Text shown:
- - - - - - -

More importantly, there is nothing on record indicating that
subsequent to the resolution in December
2022, the respondents
received and continue to receive their salaries (inclusive of the
2.5% notch increment). One would have expected
the employees to have
annexed copies of their salary advice slips following upon the
municipality’s decision to pay them.
There is no evidence of
this on record. I am accordingly not persuaded that the appeal
has been perempted.
Mootness
[17]
The high water mark of the respondents’ case on mootness rests
on the inference to be drawn
from the wording of the resolution taken
on 14 December 2022 and the accompanying minutes of the Council
meeting in terms of which
the municipality paid the respondents the
amounts due to them in terms of the wage agreement with the South
African Local Government
Bargaining Council (SALGBC). On this basis,
the respondents contend that the payment by the municipality
constitutes an ‘admission’
that their claim was well
founded and that no purpose would be served by any judgment of this
Court as the matter has now become
academic.
In
National
Coalition for Gay and Lesbian Equality and Others v Minister of Home
Affairs and Others
[19]
Ackermann
J said
the
following regarding mootness
:
‘
A
case is moot and therefore not justiciable if it no longer presents
an existing or live controversy which should exist if the
Court is to
avoid giving advisory opinions on abstract propositions of law.’
[18]
In the present matter, the interests of justice justify looking past
the issues of mootness and peremption.
This is particularly so as
there are two judgments subsequent to the decision of the high court
in which the resolution which authorised
the payment of the 2.5%
notch increment to the employees was set aside and declared null and
void. To that end, the underlying
edifice on which the high court
arrived at its decision has been found wanting in both the Labour
Court and the Labour Appeal Court.
It cannot therefore be said that
the appeal will have no practical effect, or has become academic. The
‘live controversy’
is very much extant, especially as the
municipality is obliged in terms of the high court’s order to
continue paying the
respondents the 2.5% notch increase until that
judgment is set aside. In the result, I am not persuaded that the
argument based
on mootness and peremption can be sustained.
In
this Court
[19]
The thrust of the appellants’ case is that the high court erred
in finding that the decision to cease
payment of the 2.5% notch
increment to its employees, including the respondents, was unlawful.
Its case rests on two main pillars
– first, that the high court
had no jurisdiction to entertain the claim of the two employees under
section 77(3) of the Employment
Act, and second, that the employees
failed to establish that the non-payment of their 2.5% notch
increment constituted a breach
of their contracts of employment.
Success on either of these grounds would be dispositive of the appeal
in favour of the appellants.
Jurisdiction
of the high court
[20]
In assessing whether the high court lacked jurisdiction, the starting
point is that the high court has jurisdiction to
adjudicate on
any
matter,
except where the legislature has assigned jurisdiction to another
court, similar in status to the high court.
[20]
The legislative framework which underpins the exclusive jurisdiction
of the Labour Court in labour-related matters
[21]
is located in s 77 of the Employment Act which reads as follows:
‘
(1)
Subject to the Constitution and the jurisdiction of the Labour Appeal
Court, and except where this Act provides otherwise, the
Labour Court
has exclusive jurisdiction in respect of all matters in terms of this
Act.

- - - - - - -

Required work:
1 > Copy part of the court judgment verbatim, beginning at the words "Its case rests" and stopping after the words "contracts of employment.".
2 > Translate this sentence from the court judgment into Spanish: "Success on either of these grounds would be dispositive of the appeal in favour of the appellants."
3 > Resume the court judgment on mootness and the high court's jurisdiction, picking up after its final sentence.

[Dataset excerpt]

- - - - - - -

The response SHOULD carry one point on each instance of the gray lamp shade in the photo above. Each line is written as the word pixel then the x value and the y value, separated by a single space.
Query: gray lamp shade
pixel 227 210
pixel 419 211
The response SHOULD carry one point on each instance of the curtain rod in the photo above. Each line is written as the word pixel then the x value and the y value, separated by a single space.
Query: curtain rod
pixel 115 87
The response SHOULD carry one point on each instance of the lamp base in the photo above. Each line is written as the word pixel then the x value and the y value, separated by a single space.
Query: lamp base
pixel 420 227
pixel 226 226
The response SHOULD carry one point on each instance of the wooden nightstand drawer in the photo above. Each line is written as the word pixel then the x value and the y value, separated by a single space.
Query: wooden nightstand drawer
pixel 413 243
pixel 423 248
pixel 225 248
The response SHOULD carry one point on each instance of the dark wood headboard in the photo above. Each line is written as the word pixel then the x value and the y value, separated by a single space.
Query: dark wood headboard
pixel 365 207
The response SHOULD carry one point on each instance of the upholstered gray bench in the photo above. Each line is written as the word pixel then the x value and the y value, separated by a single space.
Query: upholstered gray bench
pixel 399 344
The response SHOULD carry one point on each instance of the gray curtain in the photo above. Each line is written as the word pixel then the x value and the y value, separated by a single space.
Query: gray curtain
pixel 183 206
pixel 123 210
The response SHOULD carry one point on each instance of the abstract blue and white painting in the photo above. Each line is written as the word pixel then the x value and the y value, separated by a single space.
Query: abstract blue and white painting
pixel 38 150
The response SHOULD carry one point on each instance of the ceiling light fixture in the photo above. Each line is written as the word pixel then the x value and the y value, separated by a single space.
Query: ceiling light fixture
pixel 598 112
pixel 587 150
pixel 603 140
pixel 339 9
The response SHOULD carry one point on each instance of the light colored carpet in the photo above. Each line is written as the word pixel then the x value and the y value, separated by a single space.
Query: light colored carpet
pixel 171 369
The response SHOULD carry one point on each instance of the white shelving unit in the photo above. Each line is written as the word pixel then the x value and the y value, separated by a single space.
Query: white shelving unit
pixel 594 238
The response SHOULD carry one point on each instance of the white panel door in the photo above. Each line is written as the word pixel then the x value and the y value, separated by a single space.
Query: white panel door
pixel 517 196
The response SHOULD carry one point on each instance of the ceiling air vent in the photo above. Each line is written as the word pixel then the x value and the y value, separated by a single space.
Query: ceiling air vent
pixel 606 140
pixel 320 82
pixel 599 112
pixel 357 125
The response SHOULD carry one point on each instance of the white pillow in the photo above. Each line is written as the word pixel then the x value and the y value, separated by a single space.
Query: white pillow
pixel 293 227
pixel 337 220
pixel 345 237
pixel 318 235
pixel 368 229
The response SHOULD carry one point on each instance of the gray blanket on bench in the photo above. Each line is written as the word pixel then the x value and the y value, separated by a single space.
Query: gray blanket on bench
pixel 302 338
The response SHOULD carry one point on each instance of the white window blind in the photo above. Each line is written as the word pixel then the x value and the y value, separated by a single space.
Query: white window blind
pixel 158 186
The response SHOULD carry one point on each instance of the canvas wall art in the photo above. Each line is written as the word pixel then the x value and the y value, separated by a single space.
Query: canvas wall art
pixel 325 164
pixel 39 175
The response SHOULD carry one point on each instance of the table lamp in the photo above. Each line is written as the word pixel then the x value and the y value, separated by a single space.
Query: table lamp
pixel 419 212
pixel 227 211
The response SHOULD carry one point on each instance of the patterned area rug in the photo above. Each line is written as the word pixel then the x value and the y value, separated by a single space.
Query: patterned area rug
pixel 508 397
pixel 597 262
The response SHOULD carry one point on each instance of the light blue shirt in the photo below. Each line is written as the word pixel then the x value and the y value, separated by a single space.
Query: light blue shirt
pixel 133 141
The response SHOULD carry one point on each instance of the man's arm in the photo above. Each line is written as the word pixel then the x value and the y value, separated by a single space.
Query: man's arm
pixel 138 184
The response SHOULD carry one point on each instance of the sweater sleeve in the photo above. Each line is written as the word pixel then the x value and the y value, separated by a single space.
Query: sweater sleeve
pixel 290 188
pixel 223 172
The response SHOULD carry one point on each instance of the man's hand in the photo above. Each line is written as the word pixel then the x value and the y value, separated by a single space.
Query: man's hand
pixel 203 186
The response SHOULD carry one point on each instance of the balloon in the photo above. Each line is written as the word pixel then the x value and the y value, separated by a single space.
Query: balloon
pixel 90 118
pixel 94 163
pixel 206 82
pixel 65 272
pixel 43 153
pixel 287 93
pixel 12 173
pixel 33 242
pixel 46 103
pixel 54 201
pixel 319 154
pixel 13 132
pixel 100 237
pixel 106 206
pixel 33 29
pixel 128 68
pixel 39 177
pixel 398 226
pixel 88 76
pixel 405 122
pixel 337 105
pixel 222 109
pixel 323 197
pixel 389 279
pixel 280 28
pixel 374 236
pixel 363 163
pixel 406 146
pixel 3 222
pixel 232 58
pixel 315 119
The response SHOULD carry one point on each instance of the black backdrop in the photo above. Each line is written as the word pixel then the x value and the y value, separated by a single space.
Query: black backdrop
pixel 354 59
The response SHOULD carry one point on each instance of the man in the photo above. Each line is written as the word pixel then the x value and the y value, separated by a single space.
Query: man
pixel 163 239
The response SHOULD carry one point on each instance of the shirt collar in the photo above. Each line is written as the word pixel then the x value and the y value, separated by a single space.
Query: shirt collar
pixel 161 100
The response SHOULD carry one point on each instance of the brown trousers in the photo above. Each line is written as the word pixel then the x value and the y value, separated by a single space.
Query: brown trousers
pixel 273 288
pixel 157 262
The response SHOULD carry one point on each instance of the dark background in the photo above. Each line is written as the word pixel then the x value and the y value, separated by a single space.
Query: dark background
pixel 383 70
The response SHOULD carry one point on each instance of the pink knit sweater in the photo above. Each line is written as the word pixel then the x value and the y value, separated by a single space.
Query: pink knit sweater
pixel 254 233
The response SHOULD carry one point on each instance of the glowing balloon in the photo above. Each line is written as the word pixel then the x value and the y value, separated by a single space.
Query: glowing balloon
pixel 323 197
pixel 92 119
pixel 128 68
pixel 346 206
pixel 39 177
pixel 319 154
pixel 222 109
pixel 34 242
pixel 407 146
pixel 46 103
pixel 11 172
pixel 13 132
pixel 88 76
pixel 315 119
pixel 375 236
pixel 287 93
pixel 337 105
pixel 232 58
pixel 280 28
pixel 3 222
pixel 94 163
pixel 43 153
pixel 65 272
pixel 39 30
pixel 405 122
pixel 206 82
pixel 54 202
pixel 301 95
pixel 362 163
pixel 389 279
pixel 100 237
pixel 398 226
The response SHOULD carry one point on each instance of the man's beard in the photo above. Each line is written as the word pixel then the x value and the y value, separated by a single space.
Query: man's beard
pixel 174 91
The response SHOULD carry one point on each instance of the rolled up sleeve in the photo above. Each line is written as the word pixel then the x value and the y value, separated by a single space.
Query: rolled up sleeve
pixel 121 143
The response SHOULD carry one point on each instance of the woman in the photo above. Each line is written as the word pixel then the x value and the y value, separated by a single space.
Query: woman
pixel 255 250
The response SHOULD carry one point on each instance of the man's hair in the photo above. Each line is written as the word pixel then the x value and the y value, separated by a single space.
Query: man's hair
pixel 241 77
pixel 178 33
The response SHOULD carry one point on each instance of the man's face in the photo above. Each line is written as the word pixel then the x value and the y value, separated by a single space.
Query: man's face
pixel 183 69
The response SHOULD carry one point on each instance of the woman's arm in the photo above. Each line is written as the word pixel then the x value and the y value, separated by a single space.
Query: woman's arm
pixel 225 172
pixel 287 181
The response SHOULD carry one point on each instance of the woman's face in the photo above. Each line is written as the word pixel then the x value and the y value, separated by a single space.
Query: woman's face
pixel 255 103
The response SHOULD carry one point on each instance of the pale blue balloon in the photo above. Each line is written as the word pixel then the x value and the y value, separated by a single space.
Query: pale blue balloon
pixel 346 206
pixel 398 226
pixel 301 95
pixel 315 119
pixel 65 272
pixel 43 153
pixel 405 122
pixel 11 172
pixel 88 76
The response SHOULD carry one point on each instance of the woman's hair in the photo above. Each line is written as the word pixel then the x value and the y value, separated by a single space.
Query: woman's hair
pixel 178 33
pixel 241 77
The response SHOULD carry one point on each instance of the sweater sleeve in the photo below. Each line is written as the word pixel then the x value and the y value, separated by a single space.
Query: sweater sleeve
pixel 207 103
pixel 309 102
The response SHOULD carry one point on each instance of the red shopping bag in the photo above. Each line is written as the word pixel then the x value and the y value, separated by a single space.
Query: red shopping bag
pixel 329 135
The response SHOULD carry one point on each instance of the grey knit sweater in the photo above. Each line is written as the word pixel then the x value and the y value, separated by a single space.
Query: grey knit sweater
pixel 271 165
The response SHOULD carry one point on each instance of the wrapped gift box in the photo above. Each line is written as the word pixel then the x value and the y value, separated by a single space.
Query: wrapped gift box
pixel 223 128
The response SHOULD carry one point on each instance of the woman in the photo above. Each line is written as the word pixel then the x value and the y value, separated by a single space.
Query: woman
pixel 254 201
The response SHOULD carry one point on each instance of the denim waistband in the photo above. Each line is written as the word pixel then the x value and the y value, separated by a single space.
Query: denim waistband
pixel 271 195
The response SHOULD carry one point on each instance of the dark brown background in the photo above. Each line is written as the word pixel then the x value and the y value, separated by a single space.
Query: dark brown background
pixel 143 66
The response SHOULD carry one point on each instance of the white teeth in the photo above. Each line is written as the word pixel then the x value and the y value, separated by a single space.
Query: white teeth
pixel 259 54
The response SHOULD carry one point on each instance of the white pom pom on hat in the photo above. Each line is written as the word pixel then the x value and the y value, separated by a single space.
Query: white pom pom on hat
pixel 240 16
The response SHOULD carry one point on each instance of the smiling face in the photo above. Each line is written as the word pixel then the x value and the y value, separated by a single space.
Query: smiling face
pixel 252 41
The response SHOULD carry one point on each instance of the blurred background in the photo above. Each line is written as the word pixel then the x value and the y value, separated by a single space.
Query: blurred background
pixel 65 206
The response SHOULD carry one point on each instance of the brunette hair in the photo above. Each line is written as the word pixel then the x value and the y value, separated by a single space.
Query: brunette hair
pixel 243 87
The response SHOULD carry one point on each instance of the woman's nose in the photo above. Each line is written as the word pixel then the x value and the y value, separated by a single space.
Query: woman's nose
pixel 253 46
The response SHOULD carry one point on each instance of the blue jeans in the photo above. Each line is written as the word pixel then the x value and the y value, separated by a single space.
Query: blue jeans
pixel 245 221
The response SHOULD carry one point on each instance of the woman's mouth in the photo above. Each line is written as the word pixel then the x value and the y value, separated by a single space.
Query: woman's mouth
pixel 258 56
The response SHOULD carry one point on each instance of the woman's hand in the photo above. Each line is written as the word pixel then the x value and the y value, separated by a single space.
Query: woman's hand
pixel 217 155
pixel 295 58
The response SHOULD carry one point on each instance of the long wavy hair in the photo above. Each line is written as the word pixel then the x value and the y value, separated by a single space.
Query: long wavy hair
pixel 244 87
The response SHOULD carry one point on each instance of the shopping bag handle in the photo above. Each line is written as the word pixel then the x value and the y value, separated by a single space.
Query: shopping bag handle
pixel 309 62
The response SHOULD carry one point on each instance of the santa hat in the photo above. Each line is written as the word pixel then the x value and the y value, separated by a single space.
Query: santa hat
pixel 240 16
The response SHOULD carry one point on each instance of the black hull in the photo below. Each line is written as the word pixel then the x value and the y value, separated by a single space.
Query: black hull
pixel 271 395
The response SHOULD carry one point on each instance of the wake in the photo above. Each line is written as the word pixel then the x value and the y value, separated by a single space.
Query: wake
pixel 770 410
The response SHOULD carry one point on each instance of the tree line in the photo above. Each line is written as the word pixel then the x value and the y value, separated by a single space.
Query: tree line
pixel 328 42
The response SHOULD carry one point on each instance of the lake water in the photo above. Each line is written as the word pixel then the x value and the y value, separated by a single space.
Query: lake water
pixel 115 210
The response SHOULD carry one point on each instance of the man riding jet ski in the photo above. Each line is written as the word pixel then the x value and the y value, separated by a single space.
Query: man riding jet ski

- - - - - - -

Answer list:
1 >
Its case rests on two main pillars
– first, that the high court
had no jurisdiction to entertain the claim of the two employees under
section 77(3) of the Employment
Act, and second, that the employees
failed to establish that the non-payment of their 2.5% notch
increment constituted a breach
of their contracts of employment.

2 > El éxito en cualquiera de estos motivos sería determinante para resolver la apelación a favor de los apelantes.

3 >
(1A)
The Labour Court has exclusive jurisdiction to grant civil relief
arising from a breach of sections 33A, 43, 44, 46, 48, 90
and 92.
(2)
. . .
(3)
The Labour Court has concurrent jurisdiction with the civil courts to
hear and determine any matter concerning a contract of
employment,
irrespective of whether any basic condition of employment constitutes
a term of that contract.
(4)
Subsection (1) does not prevent any person relying upon a provision
of this Act to establish that a basic condition of employment
constitutes a term of a contract of employment in any proceedings in
a civil court or arbitration held in terms of an agreement.
(5)
If proceedings concerning any matter contemplated in terms of
subsection (1) are instituted in a court that does not have
jurisdiction
in respect of that matter, that court may at any stage
during proceedings refer that matter to the Labour Court.’
[21]
As stated in
Baloyi
v Public Protector and others
[22]
(
Baloyi
)
‘
the
provisions of
section
77(1)
do
no more than confer a residual exclusive jurisdiction on the Labour
Court.’
A plain reading of s 77(3) of the Employment Act makes it clear that
the Labour Court and the civil courts have concurrent jurisdiction
to
determine any matter concerning a contract of employment
irrespective of whether any basic condition of employment constitutes
a term of that contract.
[23]
Baloyi
held further that ‘
disputes
arising from contracts of employment do not, without more, fall
within the exclusive jurisdiction of the Labour Court is
further made
clear by section 77(4) of the Employment Act, which emphasises that
the exclusive jurisdiction of the Labour Court
referred to in section
77(1).’
[24]
[22]
In determining whether the high court had the necessary competence to
adjudicate the matter, the starting
point is
whether
the claim is of such a nature that it is required, in terms of the
LRA or the Employment Act, to be determined exclusively
by the Labour
Court.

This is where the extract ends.